[Required work]
Which lines of the records below contain the word "marker"? Copy each of them out.

________

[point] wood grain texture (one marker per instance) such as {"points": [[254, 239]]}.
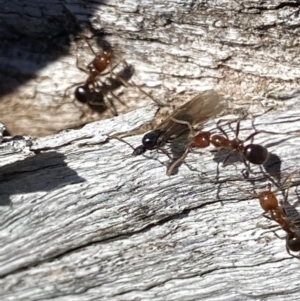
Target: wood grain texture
{"points": [[88, 221], [244, 50], [82, 219]]}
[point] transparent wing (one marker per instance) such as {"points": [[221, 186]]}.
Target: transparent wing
{"points": [[198, 110]]}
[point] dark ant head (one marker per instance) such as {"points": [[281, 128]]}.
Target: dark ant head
{"points": [[82, 94], [150, 141], [256, 153], [292, 241], [102, 61]]}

________

[Exercise solution]
[point] wood grain texture (one marker per instance) such as {"points": [[254, 239]]}.
[point] transparent wing (one marker per instance) such as {"points": [[221, 186]]}.
[point] dark ant head (one marker per instance) such as {"points": [[281, 128]]}.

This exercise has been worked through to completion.